_Exercise_
Write out every line below that includes the word "pavement".
(Data to examine)
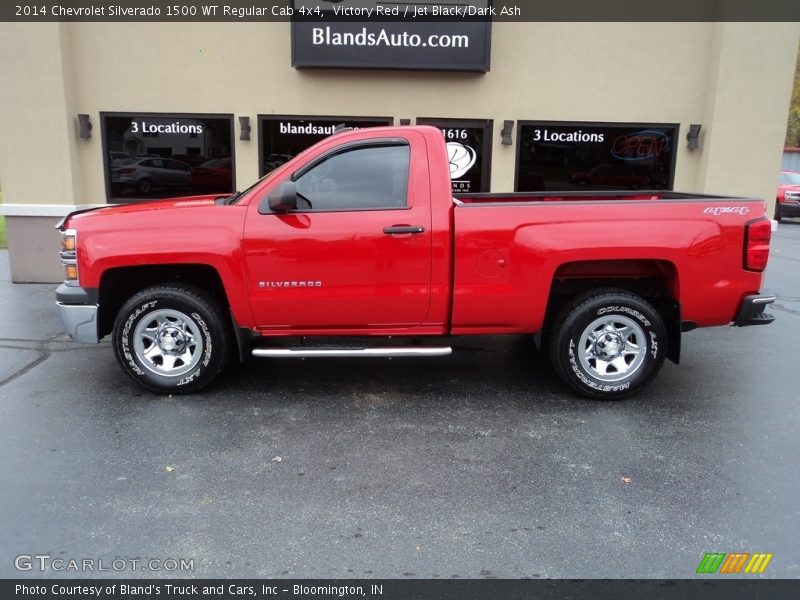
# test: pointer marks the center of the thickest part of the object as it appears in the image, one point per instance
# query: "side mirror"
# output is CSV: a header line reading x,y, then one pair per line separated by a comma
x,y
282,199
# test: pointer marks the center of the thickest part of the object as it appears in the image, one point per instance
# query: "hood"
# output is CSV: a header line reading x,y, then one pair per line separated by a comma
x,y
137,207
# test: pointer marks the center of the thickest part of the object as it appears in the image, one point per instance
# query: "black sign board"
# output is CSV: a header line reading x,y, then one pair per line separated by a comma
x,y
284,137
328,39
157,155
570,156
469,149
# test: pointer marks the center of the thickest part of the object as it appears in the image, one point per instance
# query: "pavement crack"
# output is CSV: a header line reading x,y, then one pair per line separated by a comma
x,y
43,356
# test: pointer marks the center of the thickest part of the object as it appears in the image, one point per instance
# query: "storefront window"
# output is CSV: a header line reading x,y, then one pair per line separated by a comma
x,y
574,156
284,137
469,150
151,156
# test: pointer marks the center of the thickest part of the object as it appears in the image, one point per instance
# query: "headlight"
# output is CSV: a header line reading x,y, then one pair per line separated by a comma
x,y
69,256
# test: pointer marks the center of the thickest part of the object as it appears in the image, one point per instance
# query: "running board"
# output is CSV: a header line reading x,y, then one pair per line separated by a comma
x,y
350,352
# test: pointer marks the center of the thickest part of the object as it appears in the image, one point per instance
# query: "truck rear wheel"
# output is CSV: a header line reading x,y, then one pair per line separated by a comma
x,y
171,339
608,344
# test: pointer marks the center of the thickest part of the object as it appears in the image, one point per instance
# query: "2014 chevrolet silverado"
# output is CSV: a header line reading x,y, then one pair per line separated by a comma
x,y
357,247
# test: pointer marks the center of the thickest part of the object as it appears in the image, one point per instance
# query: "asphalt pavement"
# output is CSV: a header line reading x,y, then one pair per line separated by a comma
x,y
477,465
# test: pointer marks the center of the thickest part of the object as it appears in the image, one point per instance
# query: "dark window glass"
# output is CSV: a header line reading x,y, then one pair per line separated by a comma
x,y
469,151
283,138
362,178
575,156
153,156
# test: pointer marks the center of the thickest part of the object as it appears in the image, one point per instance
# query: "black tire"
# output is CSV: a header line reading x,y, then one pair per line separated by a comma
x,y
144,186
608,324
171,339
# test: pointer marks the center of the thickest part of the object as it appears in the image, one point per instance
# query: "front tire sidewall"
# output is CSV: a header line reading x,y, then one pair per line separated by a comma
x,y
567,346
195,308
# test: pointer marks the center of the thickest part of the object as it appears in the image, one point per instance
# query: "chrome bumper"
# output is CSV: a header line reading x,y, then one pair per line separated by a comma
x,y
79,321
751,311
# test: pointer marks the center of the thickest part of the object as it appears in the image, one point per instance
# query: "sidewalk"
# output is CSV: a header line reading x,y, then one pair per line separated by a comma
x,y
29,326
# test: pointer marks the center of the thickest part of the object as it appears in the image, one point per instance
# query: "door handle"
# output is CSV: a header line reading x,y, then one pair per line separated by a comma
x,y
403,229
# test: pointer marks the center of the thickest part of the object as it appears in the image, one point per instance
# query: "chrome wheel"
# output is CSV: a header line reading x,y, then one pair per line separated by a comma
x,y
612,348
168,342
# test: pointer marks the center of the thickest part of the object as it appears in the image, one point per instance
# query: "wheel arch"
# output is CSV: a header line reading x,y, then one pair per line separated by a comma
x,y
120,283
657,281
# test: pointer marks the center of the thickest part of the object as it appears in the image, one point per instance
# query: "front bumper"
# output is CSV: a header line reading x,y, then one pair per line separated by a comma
(End Data to examine)
_Problem solution_
# query: "pavement crack"
# query: "asphalt pavement"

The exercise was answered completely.